▸ **Instructions to follow**
Rewrite all the entries below with each "Highlight" changed to "Outline" and everything else left as it is. Leave out the pictures.

─── Input data ───

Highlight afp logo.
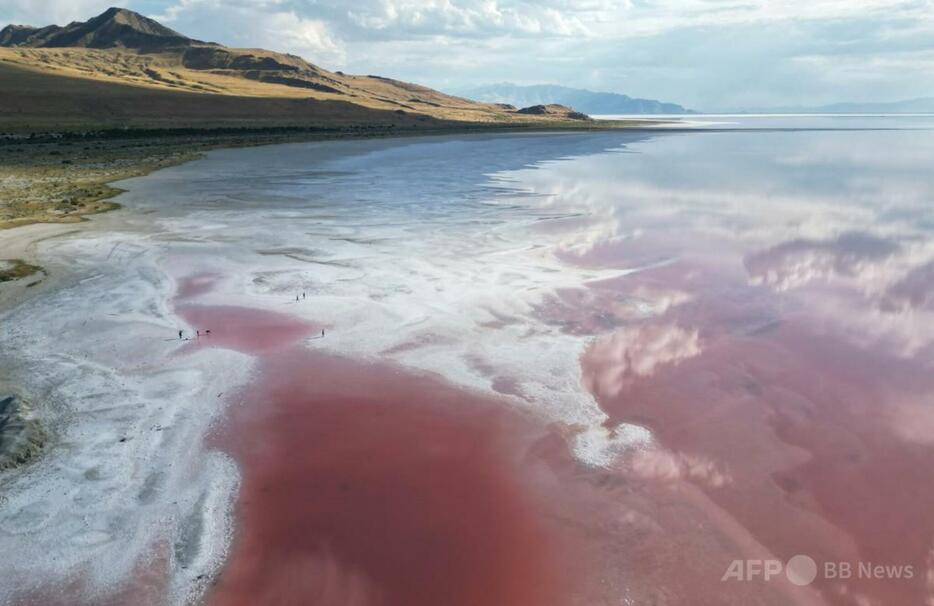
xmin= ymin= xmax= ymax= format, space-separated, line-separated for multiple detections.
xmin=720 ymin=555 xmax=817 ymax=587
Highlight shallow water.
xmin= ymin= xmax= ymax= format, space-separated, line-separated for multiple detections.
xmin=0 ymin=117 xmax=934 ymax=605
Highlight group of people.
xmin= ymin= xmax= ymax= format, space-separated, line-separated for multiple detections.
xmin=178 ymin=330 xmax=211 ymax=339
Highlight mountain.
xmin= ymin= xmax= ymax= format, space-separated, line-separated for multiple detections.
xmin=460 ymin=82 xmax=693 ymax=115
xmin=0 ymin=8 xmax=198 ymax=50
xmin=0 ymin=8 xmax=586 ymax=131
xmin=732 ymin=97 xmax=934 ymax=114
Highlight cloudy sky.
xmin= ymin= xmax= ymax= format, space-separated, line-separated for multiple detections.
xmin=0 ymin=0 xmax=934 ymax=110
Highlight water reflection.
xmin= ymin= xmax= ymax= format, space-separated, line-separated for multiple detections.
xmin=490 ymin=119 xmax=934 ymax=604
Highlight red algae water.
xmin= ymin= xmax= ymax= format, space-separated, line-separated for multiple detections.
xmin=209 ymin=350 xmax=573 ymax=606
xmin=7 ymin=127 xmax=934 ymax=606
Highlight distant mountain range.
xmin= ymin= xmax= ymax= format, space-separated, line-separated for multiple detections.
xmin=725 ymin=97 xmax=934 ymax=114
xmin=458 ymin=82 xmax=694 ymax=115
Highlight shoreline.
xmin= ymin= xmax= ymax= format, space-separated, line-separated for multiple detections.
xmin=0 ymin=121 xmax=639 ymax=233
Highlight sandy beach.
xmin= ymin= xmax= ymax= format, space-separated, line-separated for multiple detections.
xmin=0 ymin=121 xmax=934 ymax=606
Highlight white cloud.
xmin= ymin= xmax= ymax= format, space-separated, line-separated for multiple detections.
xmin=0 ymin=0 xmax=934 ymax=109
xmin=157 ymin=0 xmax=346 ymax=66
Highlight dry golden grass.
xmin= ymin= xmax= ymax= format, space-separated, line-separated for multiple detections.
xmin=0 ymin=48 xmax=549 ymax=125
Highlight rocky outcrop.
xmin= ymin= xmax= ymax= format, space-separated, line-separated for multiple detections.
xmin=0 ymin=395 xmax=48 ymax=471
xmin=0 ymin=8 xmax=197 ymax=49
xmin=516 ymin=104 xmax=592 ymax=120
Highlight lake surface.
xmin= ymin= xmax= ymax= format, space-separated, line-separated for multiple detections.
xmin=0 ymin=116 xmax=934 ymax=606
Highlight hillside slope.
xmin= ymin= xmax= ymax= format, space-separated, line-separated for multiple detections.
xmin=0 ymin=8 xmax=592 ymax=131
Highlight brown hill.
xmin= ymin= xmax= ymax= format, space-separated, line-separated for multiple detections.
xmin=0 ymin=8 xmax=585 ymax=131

───

▸ **Answer for this exercise**
Outline afp logo.
xmin= ymin= xmax= ymax= format, space-separated, line-separated for multiple detections.
xmin=720 ymin=555 xmax=817 ymax=587
Outline shallow water.
xmin= ymin= xmax= ymax= format, space-separated, line-separated for multiple detections.
xmin=0 ymin=117 xmax=934 ymax=605
Outline group of people.
xmin= ymin= xmax= ymax= format, space-separated, line-separated for multiple detections.
xmin=178 ymin=330 xmax=211 ymax=339
Outline mountain.
xmin= ymin= xmax= ymax= format, space-separated, line-separated for multiple detections.
xmin=460 ymin=82 xmax=693 ymax=115
xmin=0 ymin=8 xmax=198 ymax=50
xmin=0 ymin=8 xmax=586 ymax=131
xmin=732 ymin=97 xmax=934 ymax=114
Outline cloudy sky.
xmin= ymin= xmax= ymax= format, space-separated, line-separated for multiple detections.
xmin=0 ymin=0 xmax=934 ymax=110
Outline water reflection.
xmin= ymin= xmax= ymax= format, space-separated, line-separated for multiple detections.
xmin=490 ymin=119 xmax=934 ymax=604
Outline red algae water.
xmin= ymin= xmax= ymax= format, space-separated, line-separated for multiple detections.
xmin=209 ymin=350 xmax=573 ymax=606
xmin=7 ymin=127 xmax=934 ymax=606
Outline distant mountain range.
xmin= ymin= xmax= ymax= format, space-separated, line-separated for multiple detections.
xmin=725 ymin=97 xmax=934 ymax=114
xmin=458 ymin=82 xmax=694 ymax=115
Outline shoreline.
xmin= ymin= xmax= ymax= format, space-separated, line-separated for multiple detections.
xmin=0 ymin=121 xmax=639 ymax=233
Outline sandy beach.
xmin= ymin= xmax= ymax= format, space-separated, line-separated for multiple detections.
xmin=0 ymin=121 xmax=934 ymax=606
Outline white cloud.
xmin= ymin= xmax= ymax= format, space-separated, line-separated for multiple detections.
xmin=0 ymin=0 xmax=934 ymax=109
xmin=157 ymin=0 xmax=346 ymax=66
Outline dry golden grass.
xmin= ymin= xmax= ymax= format, space-separated, line-separated for multiple detections.
xmin=0 ymin=48 xmax=549 ymax=125
Outline rocky outcrop.
xmin= ymin= xmax= ymax= format, space-separated, line-separated for multiple detections.
xmin=0 ymin=395 xmax=48 ymax=471
xmin=0 ymin=8 xmax=197 ymax=49
xmin=516 ymin=104 xmax=592 ymax=120
Outline lake surface.
xmin= ymin= xmax= ymax= format, space-separated, line-separated for multiple detections.
xmin=0 ymin=116 xmax=934 ymax=606
Outline hillside slope.
xmin= ymin= xmax= ymax= format, space-separated, line-separated for multiple detections.
xmin=0 ymin=8 xmax=592 ymax=131
Outline brown hill.
xmin= ymin= xmax= ymax= format, space-separated, line-separated for multiple detections.
xmin=0 ymin=8 xmax=585 ymax=131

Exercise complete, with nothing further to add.